**PROMPT**
Rewrite the listing below as a two-column CSV with the header columns "request" and "points". Each request gets one row, with its text in the first quoted field and its answer in the second, and any line breaks inside a field are replaced with spaces.
-- BEGIN INFORMATION SHOWN --
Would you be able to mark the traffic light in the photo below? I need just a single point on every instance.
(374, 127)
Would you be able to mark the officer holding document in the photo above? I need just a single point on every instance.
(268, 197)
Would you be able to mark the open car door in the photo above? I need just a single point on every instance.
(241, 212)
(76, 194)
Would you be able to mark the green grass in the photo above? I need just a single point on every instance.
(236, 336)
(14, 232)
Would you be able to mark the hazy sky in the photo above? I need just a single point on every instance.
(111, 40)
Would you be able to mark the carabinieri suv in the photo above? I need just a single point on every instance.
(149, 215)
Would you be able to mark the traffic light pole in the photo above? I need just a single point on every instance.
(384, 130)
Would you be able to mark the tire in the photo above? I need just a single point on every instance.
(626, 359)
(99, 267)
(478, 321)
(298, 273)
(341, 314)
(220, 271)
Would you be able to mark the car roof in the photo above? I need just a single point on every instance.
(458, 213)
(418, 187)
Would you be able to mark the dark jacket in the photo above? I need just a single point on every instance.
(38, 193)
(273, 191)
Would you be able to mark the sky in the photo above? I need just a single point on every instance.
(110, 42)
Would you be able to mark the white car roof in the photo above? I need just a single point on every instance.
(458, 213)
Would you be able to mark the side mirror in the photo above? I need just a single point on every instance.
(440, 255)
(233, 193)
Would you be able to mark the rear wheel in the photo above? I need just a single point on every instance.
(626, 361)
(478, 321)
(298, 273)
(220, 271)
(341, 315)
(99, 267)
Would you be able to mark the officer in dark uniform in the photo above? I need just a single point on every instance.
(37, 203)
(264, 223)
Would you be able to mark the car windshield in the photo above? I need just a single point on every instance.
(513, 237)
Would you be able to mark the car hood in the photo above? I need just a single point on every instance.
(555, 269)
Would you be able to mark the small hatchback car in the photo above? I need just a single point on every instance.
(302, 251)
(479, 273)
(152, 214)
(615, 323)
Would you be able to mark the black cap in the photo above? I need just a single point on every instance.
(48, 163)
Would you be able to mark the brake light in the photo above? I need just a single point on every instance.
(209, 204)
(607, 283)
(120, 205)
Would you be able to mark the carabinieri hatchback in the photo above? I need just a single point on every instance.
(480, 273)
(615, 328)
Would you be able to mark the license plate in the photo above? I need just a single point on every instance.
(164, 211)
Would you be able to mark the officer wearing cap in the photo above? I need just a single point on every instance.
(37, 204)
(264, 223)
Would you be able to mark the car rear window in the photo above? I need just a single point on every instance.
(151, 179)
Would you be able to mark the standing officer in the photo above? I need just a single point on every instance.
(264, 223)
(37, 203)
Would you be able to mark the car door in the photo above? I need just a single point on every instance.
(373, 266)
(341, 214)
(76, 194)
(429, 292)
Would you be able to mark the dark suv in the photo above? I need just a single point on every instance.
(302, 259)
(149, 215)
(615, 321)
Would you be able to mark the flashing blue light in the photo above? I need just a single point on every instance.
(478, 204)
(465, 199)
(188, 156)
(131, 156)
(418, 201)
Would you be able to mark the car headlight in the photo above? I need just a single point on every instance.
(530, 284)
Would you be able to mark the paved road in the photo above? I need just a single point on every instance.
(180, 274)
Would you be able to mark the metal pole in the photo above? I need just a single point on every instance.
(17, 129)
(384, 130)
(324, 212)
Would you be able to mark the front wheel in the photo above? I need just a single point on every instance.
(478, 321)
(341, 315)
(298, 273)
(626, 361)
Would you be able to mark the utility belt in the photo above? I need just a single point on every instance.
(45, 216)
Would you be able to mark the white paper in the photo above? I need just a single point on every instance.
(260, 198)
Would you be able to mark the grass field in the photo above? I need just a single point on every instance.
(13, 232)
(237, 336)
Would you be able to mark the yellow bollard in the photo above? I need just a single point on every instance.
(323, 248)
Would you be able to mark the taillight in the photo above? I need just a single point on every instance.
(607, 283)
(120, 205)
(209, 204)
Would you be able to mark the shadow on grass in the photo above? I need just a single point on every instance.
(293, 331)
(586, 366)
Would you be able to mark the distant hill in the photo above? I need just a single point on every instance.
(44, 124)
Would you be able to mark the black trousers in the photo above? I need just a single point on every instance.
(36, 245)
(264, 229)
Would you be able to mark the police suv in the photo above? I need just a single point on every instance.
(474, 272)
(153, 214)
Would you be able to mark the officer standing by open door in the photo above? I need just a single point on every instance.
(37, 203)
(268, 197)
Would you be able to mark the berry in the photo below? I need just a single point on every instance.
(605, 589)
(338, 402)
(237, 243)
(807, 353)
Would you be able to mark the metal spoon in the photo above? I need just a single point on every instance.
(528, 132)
-- END INFORMATION SHOWN --
**FULL OUTPUT**
request,points
"Would you be able to mark the traffic light in the photo below? I need just a single point on every instance.","(374, 127)"
"Would you be able to mark the officer holding document in the photo above? I need just a single point on every instance.","(268, 197)"
"Would you be able to mark the open car door in the photo above? I need just a single point on every instance.","(241, 212) (76, 194)"
"Would you be able to mark the green grass in the photo above? I need just a single point on every instance.","(236, 336) (14, 232)"
"Would you be able to mark the hazy sky in the photo above? I need just a single point on every instance.","(111, 40)"
"Would you be able to mark the carabinieri suv in the photo above? I need just a single point on every instance.","(149, 215)"
"Would you be able to mark the traffic light pole in the photo above? I need just a single point on every instance.","(384, 130)"
"Would you be able to mark the tire in the photo above? I need just a single point on every instance.","(626, 359) (99, 267) (478, 321) (298, 273) (341, 314) (220, 271)"
"Would you be able to mark the car roof in the photo above? I need just a single point on every instance.","(458, 213) (418, 187)"
"Would you be able to mark the dark jacket in the photo above? I need just a single point on every instance.","(38, 193) (273, 191)"
"Would you be able to mark the sky in the photo above? I need just a single point on every instance.","(110, 42)"
"Would you be able to mark the white car roof in the photo above? I need just a single point on every instance.","(458, 213)"
"Would you be able to mark the side mirror in the photo above? I need just a single point on every instance.","(440, 255) (233, 193)"
"Would you be able to mark the rear wheel in the photo above? I need just a single point on every instance.","(626, 361) (478, 321) (298, 273) (220, 271) (341, 315) (99, 267)"
"Would you be able to mark the officer in dark uniform in the photo above? I need just a single point on every instance.","(37, 203) (264, 223)"
"Would you be able to mark the car windshield in the photo above? I need just a single point on every instance.","(513, 237)"
"Would you be able to mark the car hood in the photo above? I need just a single point on every instance.","(555, 269)"
"Would you be able to mark the small hatchback car in the photo above? I need just a single point on every instance.","(302, 251) (479, 273) (152, 214) (615, 323)"
"Would you be able to mark the black cap in the photo above? I need just a single point on every instance.","(48, 163)"
"Would you be able to mark the brake light in the photo above? I need just a single point on every instance.","(209, 204) (607, 283) (120, 205)"
"Would you be able to mark the carabinieri hatchback in the photo above? I need just a single point on every instance.","(480, 273) (615, 328)"
"Would you be able to mark the license plate in the photo above? I need just a single point on every instance.","(164, 211)"
"Would you be able to mark the officer wearing cap in the photo above? I need just a single point on every instance.","(37, 204) (264, 223)"
"Would you be able to mark the car rear window in the photo above? I need just a single point on every instance.","(151, 179)"
"Would you be able to mark the standing officer in the photo above? I need just a single point on every instance.","(264, 223) (37, 203)"
"Would you be able to mark the car door in the photo above? I need just a single point on every instance.","(373, 266) (341, 214) (76, 194) (429, 292)"
"Would you be able to mark the dark suv in the photo above? I need just a single point on every instance.","(302, 259) (149, 215) (615, 321)"
"Would you be able to mark the flashing blue light in the photo above? I need just a single point on every instance.","(478, 204) (465, 199) (188, 156) (131, 156) (418, 201)"
"Would you be able to mark the car headlight in the photo above? I need just a single point on every instance.","(530, 284)"
"Would you be able to mark the paved road in the photo above? I need just a single point on every instance.","(180, 274)"
"Would you be able to mark the metal pole in the photo above? I need just a single point on every instance.","(17, 129) (384, 130) (324, 212)"
"Would you be able to mark the front wheel in the photo above? I need just a single point on every instance.","(478, 321) (341, 315) (298, 273) (626, 361)"
"Would you be able to mark the utility belt in the photo above? I need just a single point on every instance.","(45, 216)"
"Would you be able to mark the white paper in the photo above? I need just a single point on every instance.","(260, 198)"
"Would you be able to mark the grass field in the photo above? I need just a single point on every instance.","(13, 232) (237, 336)"
"Would you be able to mark the yellow bollard in the photo above? I need just a single point on every instance.","(323, 248)"
"Would you be able to mark the taillight in the photo above? I need just a single point on every instance.","(607, 283) (120, 205) (209, 204)"
"Would you be able to mark the shadow on grass in the photo above? I need just a single point on every instance.","(293, 331) (586, 366)"
"Would you be able to mark the distant hill in the photo above? I need just a single point on every instance.","(44, 124)"
"Would you be able to mark the black trousers in the photo above? I need just a single point on every instance.","(36, 245) (264, 229)"
"Would you be able to mark the police suv in the photo above? I need just a single point on every instance.","(474, 272) (153, 214)"
"Would you be able to mark the officer standing by open door in the photo above? I need just a single point on every instance.","(37, 203) (268, 197)"
"Would you be able to mark the berry in the photo below? I need just a single point on every instance.","(605, 589) (338, 402) (237, 243) (807, 353)"
"Would you be able to mark the metal spoon in the photo above? I need just a single point on every instance.","(528, 132)"